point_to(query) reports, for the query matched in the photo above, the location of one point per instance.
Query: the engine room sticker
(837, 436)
---
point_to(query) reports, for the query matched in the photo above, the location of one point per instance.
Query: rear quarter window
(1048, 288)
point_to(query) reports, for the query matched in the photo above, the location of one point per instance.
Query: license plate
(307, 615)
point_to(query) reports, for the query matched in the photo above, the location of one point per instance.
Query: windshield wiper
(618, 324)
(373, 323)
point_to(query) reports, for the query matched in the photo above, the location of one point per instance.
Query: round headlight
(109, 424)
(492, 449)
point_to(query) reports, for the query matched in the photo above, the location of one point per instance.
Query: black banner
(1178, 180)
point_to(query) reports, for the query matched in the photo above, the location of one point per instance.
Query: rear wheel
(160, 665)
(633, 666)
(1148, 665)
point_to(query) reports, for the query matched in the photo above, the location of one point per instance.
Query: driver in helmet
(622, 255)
==
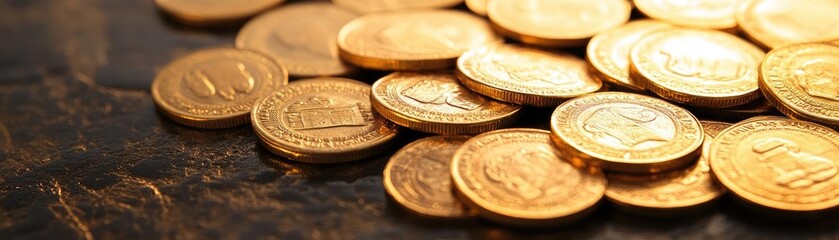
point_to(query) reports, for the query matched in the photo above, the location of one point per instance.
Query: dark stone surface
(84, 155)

# [Goal of the exercise]
Which lines above contain the string "rear", with letter case counting? Copy each of those lines in full.

# [Written solution]
Query: rear quarter window
Query: rear wheel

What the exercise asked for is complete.